• [Listed entries]
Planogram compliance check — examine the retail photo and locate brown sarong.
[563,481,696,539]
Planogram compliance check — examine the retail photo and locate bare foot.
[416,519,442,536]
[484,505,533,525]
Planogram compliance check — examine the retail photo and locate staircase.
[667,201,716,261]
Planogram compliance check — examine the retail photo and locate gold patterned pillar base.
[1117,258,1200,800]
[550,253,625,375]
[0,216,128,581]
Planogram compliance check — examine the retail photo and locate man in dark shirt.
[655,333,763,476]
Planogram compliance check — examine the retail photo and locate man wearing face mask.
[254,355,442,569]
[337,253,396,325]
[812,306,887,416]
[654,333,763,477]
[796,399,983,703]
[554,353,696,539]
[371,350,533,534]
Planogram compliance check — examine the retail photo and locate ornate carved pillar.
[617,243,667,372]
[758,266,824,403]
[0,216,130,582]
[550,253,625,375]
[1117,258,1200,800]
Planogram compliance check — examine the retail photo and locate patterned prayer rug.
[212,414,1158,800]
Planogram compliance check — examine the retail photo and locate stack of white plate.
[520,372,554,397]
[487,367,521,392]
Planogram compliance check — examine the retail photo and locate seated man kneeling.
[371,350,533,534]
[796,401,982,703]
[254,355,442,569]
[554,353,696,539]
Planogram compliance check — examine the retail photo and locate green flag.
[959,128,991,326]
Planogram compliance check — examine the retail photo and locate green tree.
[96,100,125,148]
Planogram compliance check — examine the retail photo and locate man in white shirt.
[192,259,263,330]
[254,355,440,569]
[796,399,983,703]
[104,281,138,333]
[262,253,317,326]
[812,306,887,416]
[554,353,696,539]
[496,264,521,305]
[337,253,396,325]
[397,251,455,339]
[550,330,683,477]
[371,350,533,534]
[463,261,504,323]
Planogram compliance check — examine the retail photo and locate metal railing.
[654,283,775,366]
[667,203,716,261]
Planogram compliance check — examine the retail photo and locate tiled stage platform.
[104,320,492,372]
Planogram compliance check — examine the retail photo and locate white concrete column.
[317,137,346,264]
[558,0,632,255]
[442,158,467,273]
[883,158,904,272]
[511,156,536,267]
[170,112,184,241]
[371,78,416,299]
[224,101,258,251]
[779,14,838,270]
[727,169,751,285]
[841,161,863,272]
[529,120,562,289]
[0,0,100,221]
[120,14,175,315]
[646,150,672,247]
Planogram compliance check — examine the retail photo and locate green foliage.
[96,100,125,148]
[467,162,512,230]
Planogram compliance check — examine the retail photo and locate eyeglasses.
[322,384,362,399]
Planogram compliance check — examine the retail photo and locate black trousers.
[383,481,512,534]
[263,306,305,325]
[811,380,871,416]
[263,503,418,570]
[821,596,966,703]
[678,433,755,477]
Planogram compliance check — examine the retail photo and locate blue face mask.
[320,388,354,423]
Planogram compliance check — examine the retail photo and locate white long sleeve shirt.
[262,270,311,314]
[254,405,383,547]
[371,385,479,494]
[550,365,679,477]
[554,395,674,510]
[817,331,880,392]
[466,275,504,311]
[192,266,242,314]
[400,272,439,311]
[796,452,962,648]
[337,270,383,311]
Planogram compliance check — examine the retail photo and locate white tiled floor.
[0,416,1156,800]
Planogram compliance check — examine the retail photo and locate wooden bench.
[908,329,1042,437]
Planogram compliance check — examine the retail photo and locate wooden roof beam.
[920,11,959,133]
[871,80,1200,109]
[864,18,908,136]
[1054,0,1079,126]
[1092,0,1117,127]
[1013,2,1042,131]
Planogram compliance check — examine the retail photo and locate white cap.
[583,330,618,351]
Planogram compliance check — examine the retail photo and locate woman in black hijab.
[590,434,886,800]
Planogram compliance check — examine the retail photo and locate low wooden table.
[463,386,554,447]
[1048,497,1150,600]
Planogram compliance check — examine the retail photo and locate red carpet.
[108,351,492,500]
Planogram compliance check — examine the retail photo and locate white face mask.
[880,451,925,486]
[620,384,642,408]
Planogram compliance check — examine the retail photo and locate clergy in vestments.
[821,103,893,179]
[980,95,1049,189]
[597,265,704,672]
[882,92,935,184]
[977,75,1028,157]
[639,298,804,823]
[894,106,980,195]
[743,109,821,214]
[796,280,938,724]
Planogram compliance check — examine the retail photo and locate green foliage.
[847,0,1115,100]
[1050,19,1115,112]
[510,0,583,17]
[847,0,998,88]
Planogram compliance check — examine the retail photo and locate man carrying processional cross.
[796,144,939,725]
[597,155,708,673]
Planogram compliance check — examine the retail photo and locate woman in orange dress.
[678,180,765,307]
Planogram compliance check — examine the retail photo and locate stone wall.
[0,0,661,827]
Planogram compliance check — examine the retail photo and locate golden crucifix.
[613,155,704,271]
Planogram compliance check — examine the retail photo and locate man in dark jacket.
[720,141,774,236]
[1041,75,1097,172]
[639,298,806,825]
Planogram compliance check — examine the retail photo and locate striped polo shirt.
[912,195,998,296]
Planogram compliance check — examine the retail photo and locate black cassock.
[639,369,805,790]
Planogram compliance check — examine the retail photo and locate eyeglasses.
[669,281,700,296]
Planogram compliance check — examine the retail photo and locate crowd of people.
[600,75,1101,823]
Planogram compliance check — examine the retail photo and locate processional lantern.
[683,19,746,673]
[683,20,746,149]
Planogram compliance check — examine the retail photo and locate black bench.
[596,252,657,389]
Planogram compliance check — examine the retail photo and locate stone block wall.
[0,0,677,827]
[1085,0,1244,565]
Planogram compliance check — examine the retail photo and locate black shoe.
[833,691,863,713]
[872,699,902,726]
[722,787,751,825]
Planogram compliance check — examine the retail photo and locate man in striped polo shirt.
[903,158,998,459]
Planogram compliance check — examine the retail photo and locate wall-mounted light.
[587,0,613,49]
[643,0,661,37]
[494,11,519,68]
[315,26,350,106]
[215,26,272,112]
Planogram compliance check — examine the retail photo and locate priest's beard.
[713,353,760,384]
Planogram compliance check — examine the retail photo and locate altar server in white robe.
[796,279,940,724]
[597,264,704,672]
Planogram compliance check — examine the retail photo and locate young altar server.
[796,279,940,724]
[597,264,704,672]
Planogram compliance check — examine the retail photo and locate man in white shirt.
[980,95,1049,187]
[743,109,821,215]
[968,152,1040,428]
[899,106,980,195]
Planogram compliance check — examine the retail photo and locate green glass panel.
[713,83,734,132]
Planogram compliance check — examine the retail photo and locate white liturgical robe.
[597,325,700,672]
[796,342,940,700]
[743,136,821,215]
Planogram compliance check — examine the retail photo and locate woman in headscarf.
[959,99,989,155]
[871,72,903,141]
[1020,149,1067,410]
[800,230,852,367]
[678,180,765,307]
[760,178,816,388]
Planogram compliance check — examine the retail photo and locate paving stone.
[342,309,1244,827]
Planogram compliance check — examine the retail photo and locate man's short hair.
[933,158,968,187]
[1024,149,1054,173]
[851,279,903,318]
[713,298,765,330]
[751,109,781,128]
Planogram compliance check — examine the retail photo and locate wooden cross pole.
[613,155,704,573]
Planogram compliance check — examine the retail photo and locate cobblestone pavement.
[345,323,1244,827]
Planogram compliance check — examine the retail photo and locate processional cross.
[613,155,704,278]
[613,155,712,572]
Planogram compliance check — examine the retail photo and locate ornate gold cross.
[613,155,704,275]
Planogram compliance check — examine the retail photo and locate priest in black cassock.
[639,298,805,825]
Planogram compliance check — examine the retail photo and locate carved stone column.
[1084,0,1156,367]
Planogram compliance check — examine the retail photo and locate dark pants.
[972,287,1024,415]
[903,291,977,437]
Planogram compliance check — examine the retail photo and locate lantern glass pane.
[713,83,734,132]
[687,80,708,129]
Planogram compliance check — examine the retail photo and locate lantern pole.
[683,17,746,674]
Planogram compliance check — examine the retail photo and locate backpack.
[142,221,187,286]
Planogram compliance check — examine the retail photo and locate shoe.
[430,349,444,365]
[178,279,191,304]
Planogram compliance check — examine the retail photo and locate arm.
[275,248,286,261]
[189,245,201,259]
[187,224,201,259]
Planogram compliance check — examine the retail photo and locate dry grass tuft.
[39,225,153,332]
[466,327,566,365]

• [What you will do] Rewrite everything from the start of the items down to the line containing "[463,261,504,323]", changing "examine" to "inspect" and leaving all else as it is.

• [Completed exercise]
Planogram compliance check — inspect the retail photo and locate brown sarong.
[563,481,696,539]
Planogram compliance check — inspect the retail photo and locate bare foot.
[416,519,442,536]
[484,505,533,525]
Planogram compliance check — inspect the retail photo and locate staircase.
[667,201,716,261]
Planogram compliance check — inspect the retail photo and locate gold patterned pillar base.
[1117,258,1200,800]
[550,253,625,375]
[0,216,128,581]
Planogram compliance check — inspect the retail photo and locate man in dark shirt.
[655,333,763,476]
Planogram compliance check — inspect the retail photo and locate man wearing face mask.
[254,355,442,569]
[337,253,396,325]
[812,306,887,416]
[654,333,763,477]
[796,399,983,703]
[554,353,696,539]
[371,350,533,534]
Planogram compliance check — inspect the retail photo and locate ornate carved pillar.
[617,243,667,372]
[758,266,824,403]
[0,216,130,582]
[550,253,625,375]
[1117,258,1200,800]
Planogram compliance check — inspect the retail photo and locate patterned prayer rug.
[212,414,1158,800]
Planogram compliance check — inspect the retail photo and locate stack of white plate.
[520,372,554,397]
[487,367,521,392]
Planogram compliance check — inspect the retail photo and locate seated man kneeling.
[371,350,533,534]
[796,401,982,703]
[254,355,442,569]
[554,353,696,539]
Planogram compliance check — inspect the retail photo and locate green flag.
[959,128,991,326]
Planogram compliance check — inspect the retail photo and locate green tree.
[96,100,125,148]
Planogram compliance check — inspect the retail photo and locate man in white shirt.
[192,259,263,330]
[254,355,440,569]
[796,399,983,703]
[104,281,138,333]
[262,253,317,326]
[812,306,887,416]
[554,353,696,539]
[496,264,521,305]
[337,253,396,325]
[397,251,455,339]
[550,330,683,477]
[371,350,533,534]
[463,261,504,323]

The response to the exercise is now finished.